Please update the part of the records that opens with the line containing "target: white railing" and closes with the line containing "344 517 L 413" by replacing "railing" with "handrail" and changing nothing else. Return only those lines.

◆ ◆ ◆ ◆ ◆

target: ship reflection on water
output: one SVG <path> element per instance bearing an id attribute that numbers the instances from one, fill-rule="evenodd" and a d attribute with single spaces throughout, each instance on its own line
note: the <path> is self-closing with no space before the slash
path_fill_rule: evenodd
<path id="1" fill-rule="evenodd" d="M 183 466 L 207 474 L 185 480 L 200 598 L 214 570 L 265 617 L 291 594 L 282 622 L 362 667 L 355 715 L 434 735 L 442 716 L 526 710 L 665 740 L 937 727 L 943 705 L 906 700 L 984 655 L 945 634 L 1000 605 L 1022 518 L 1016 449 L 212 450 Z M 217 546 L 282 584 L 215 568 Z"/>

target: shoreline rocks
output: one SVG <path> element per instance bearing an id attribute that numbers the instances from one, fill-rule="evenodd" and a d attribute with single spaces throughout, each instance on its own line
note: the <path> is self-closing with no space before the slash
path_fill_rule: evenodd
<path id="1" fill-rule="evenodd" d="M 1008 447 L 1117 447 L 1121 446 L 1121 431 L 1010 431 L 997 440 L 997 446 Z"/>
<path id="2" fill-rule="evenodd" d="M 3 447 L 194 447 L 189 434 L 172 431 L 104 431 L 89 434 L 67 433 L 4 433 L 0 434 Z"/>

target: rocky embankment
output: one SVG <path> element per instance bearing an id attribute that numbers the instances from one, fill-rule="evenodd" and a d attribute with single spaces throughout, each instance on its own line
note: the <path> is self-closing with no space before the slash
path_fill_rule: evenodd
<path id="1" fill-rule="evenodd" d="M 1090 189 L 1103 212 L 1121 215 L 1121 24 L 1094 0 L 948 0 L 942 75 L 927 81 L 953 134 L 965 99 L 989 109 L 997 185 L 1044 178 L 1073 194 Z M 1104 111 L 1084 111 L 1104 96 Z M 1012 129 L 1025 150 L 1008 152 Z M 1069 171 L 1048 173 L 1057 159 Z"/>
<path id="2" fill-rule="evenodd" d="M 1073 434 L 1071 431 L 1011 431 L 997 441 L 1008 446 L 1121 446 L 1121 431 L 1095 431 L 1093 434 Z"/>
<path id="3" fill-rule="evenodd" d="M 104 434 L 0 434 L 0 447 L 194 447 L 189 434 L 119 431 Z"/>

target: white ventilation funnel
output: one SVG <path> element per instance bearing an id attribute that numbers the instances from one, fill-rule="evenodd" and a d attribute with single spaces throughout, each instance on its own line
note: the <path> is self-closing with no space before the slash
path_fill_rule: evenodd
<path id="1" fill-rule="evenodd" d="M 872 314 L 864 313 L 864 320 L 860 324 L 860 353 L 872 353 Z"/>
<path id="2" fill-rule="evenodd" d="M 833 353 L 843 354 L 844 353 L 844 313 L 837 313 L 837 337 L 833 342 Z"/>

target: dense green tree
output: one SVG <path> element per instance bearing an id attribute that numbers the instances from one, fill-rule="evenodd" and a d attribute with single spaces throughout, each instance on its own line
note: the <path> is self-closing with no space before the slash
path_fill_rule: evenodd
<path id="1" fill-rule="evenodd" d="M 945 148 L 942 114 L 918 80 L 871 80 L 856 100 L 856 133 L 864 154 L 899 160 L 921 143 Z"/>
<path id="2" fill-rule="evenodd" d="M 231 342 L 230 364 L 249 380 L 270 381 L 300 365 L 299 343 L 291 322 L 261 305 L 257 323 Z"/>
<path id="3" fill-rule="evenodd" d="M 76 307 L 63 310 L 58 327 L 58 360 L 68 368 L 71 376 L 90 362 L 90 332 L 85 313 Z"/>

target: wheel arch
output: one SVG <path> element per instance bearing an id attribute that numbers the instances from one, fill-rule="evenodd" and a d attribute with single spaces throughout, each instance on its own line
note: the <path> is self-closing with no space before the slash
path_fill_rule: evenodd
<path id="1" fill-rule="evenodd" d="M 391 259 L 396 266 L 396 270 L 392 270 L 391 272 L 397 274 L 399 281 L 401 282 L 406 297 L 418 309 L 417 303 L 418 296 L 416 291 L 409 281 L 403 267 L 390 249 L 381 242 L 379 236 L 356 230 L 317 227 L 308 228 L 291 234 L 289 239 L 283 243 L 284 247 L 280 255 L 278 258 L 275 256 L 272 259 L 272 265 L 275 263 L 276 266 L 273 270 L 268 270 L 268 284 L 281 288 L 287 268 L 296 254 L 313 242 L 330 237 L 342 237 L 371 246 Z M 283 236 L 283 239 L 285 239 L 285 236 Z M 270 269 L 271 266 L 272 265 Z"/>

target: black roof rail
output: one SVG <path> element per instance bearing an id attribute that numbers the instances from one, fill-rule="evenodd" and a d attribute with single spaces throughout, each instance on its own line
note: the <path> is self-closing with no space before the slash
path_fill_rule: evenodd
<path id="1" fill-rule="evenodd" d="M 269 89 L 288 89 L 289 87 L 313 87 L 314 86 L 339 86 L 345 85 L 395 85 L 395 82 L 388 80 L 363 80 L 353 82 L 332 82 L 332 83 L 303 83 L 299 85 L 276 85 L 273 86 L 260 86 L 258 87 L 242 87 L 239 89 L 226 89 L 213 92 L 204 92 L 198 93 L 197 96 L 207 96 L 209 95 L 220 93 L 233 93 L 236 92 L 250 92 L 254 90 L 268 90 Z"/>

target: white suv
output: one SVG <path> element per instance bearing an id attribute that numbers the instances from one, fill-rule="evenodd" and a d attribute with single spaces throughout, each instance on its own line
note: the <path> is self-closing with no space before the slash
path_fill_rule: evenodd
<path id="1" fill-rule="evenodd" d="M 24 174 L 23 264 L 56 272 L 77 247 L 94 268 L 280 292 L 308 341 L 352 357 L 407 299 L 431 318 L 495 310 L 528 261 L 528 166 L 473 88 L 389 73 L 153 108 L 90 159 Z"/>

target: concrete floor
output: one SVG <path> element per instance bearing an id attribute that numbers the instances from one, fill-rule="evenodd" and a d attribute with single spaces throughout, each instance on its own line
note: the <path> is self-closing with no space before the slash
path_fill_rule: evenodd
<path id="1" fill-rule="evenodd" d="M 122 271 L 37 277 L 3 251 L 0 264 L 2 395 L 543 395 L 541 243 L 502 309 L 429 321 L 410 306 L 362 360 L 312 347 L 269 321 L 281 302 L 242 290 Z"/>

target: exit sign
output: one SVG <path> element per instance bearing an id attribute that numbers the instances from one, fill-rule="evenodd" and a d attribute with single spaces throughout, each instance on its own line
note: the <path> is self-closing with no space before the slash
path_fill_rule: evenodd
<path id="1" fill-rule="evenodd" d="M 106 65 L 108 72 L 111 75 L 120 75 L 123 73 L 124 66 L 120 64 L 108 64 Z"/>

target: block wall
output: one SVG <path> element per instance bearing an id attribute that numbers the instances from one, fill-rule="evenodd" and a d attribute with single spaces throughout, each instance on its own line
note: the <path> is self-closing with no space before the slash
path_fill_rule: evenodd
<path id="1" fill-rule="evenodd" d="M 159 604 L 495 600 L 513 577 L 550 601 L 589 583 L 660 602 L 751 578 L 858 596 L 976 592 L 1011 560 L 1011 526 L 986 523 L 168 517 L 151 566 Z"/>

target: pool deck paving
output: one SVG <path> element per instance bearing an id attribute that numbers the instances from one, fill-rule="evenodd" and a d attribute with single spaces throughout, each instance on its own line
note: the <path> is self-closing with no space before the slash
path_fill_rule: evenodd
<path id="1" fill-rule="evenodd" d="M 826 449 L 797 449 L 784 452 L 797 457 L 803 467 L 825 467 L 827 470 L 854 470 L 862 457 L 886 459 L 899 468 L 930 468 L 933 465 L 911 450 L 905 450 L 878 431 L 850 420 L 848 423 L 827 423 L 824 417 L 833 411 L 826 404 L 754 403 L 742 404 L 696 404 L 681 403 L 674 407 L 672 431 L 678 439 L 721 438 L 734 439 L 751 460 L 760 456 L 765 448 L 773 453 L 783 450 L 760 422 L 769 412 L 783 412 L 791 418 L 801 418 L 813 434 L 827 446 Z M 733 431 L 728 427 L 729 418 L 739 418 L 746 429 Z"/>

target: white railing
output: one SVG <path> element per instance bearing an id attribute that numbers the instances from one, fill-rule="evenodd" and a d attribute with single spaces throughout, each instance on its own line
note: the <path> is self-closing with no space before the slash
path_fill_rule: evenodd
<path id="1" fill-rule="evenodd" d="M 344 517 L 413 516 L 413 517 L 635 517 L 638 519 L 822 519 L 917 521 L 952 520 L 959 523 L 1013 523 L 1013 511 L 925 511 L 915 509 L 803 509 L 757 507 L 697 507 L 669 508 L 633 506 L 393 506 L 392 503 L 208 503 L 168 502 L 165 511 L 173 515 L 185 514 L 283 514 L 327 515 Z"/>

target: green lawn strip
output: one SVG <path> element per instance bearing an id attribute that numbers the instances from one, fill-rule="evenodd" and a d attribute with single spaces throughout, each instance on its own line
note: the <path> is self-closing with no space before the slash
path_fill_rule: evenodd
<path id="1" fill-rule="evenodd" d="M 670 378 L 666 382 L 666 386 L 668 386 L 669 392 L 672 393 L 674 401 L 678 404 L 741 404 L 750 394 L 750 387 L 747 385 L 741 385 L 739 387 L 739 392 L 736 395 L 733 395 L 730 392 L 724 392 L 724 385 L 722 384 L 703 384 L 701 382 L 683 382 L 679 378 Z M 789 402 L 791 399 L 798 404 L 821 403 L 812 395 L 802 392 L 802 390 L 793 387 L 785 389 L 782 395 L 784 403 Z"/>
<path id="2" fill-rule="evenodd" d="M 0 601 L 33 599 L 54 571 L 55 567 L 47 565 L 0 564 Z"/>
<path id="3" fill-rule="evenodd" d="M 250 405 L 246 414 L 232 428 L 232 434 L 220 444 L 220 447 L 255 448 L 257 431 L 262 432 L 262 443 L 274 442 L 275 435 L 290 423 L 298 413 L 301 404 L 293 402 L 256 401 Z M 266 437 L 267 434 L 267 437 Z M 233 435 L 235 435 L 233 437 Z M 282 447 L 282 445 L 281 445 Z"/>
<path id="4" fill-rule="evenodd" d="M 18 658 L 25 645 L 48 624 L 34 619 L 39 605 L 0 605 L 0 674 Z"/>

◆ ◆ ◆ ◆ ◆

## OUTPUT FOR THIS TASK
target: white handrail
output: one SVG <path> element per instance bearing an id attribute that numbers the instances from one, fill-rule="evenodd" and a d attribute with single spaces throughout, each instance on its own line
note: the <path> is self-closing with no space before the slash
path_fill_rule: evenodd
<path id="1" fill-rule="evenodd" d="M 344 517 L 413 516 L 413 517 L 635 517 L 638 519 L 822 519 L 917 521 L 952 520 L 959 523 L 1013 523 L 1013 511 L 925 511 L 915 509 L 803 509 L 757 507 L 697 507 L 669 508 L 633 506 L 393 506 L 392 503 L 208 503 L 168 502 L 165 511 L 173 515 L 185 514 L 283 514 L 327 515 Z"/>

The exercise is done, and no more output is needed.